● REQUIRED ACTION: Scan the entries that follow and copy out every line containing "water".

Stored items

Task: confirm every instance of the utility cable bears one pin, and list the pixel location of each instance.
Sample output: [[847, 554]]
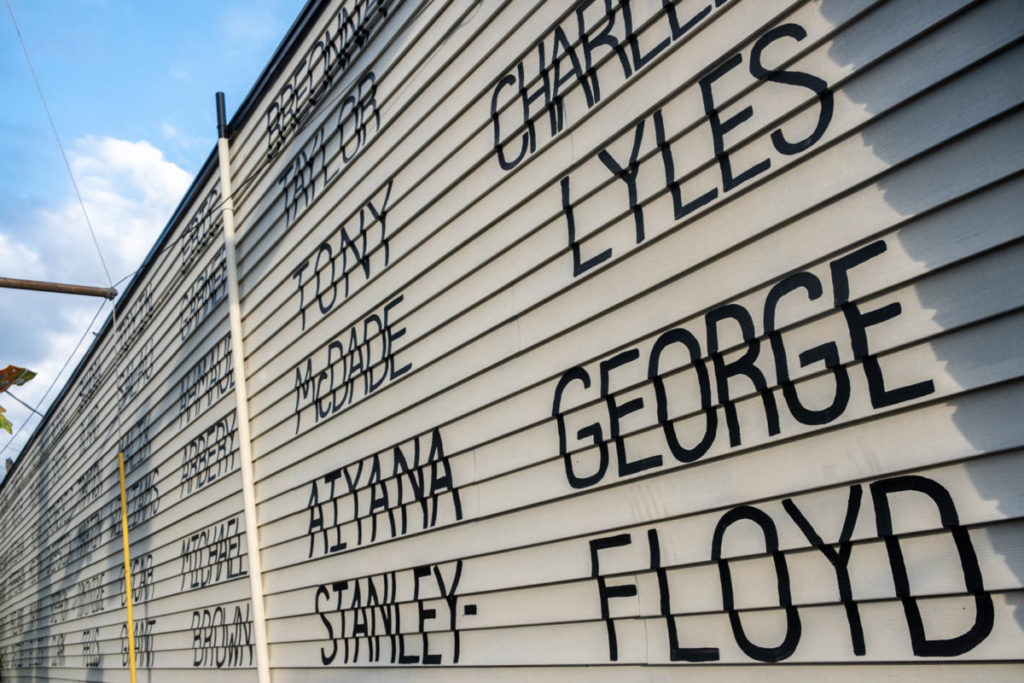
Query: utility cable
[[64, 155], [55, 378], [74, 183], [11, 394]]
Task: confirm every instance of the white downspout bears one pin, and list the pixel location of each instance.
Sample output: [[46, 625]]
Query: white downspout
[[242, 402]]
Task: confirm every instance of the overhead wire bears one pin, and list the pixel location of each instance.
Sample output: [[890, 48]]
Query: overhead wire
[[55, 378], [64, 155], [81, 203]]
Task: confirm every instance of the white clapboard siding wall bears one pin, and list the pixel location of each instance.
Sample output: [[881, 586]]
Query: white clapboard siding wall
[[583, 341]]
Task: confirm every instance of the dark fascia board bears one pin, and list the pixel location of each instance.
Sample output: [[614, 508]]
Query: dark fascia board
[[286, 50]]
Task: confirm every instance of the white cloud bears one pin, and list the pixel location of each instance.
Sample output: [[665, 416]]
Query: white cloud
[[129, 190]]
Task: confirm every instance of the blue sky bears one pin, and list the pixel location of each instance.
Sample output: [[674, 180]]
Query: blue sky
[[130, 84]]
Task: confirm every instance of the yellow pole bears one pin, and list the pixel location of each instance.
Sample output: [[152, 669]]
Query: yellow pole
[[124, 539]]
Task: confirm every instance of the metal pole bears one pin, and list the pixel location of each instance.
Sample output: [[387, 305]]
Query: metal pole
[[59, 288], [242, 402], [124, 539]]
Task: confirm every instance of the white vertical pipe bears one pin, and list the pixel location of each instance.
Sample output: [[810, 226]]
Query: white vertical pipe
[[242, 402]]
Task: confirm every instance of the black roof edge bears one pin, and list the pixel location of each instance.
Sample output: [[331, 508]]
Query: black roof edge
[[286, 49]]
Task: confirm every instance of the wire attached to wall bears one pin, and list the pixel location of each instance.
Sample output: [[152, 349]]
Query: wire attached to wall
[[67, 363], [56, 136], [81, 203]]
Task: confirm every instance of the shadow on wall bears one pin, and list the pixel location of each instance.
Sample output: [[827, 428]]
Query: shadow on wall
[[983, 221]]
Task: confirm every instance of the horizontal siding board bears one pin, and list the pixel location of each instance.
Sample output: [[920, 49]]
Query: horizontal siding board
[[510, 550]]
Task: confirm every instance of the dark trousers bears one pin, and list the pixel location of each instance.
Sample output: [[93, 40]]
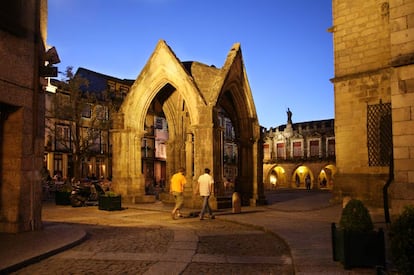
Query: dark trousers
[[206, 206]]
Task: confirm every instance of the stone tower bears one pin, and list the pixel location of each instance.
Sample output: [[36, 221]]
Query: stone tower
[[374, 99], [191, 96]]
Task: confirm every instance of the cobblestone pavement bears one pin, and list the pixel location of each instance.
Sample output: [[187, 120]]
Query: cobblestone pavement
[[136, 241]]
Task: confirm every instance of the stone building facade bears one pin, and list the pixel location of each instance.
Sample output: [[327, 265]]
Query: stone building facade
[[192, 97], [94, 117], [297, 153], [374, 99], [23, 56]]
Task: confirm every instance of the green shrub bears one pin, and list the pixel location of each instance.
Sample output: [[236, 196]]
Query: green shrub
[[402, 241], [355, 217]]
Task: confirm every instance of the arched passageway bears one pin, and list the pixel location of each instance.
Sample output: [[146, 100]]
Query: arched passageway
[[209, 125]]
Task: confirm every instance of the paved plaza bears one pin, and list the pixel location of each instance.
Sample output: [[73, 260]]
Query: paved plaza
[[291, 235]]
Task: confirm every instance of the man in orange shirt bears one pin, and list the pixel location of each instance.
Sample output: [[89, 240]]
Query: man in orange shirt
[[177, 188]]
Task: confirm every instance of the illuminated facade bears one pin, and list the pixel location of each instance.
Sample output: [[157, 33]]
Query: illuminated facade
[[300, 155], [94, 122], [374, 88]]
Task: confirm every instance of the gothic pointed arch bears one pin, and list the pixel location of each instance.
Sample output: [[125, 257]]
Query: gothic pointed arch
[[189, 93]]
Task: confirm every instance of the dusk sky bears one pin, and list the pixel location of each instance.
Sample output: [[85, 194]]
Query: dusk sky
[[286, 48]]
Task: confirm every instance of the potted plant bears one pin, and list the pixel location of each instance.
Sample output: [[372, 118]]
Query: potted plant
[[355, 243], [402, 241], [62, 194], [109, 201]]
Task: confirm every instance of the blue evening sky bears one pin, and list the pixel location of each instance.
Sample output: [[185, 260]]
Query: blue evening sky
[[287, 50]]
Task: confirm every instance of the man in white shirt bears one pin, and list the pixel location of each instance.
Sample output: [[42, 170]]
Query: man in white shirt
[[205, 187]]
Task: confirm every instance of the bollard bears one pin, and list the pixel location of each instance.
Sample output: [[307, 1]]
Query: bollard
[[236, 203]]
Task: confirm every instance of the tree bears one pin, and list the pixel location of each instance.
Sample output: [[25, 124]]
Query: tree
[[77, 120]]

---

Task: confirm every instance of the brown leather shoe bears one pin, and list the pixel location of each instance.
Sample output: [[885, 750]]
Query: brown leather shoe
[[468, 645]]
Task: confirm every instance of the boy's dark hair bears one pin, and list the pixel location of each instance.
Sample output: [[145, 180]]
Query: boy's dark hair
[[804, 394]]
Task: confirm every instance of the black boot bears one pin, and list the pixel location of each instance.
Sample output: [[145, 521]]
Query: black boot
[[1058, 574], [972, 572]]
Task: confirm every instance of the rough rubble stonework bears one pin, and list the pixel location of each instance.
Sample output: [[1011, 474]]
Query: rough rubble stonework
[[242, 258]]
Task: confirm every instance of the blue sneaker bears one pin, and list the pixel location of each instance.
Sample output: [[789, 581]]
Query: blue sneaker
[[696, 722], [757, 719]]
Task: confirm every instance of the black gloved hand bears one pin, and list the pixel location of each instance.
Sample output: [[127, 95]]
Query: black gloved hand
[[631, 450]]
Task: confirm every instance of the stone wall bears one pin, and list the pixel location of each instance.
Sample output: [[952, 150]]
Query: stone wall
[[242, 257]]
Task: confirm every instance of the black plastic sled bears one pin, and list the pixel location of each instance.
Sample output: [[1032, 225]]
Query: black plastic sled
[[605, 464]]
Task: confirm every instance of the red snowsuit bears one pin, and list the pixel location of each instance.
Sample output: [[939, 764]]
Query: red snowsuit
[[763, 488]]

---

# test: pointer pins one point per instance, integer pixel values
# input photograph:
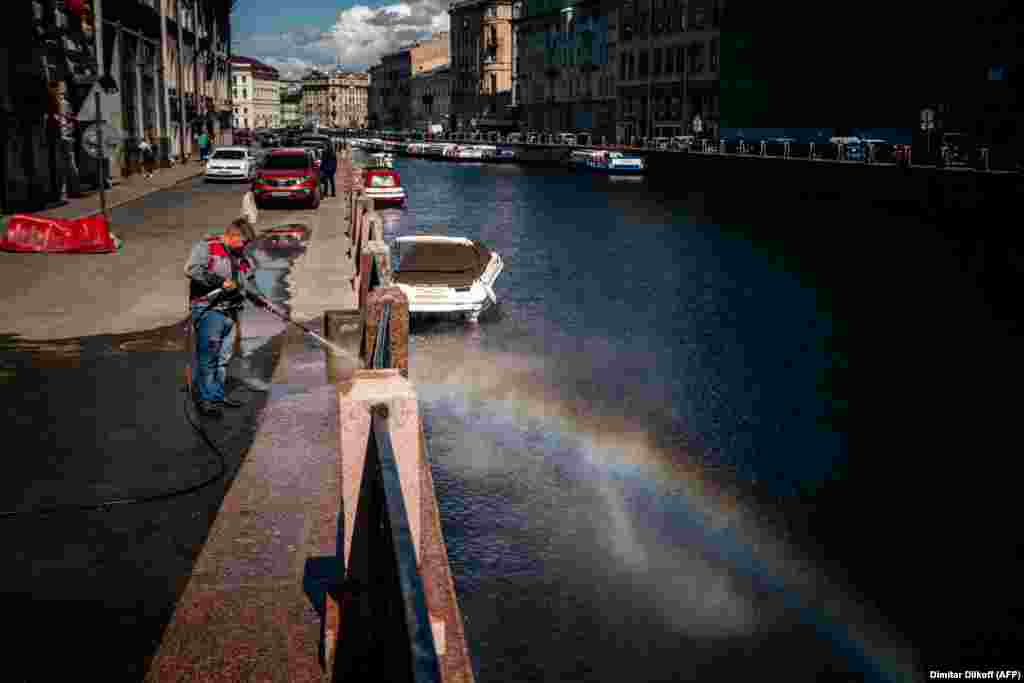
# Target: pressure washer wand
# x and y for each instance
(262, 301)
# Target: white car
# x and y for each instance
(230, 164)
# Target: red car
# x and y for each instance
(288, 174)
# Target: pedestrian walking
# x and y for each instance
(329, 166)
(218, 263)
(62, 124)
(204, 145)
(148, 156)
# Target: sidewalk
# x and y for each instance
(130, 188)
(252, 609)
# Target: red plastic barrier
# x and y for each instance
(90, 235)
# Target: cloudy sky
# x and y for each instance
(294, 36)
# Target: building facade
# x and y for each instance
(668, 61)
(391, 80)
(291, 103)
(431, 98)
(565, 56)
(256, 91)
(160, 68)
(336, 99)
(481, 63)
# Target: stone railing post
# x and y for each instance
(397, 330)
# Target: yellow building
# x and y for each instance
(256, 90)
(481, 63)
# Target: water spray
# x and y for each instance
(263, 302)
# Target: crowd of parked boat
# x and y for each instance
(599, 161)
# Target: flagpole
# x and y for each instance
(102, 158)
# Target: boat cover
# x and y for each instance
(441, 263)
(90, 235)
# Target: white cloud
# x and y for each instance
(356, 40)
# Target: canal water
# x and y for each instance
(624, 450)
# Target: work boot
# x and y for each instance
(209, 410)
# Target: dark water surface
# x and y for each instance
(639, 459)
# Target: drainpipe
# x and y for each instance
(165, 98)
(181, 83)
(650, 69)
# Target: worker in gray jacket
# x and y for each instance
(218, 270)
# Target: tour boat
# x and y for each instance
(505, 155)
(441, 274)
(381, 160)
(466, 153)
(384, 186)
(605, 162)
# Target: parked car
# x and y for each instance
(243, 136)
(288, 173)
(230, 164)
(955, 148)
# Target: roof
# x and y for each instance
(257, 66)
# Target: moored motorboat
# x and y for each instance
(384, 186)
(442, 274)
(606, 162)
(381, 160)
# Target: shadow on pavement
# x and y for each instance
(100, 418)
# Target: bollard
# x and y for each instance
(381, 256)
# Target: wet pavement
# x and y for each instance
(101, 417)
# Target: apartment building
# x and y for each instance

● OUTPUT FOR THIS EXERCISE:
# Target: water spray
# Target: canal water
# Target: dark water surface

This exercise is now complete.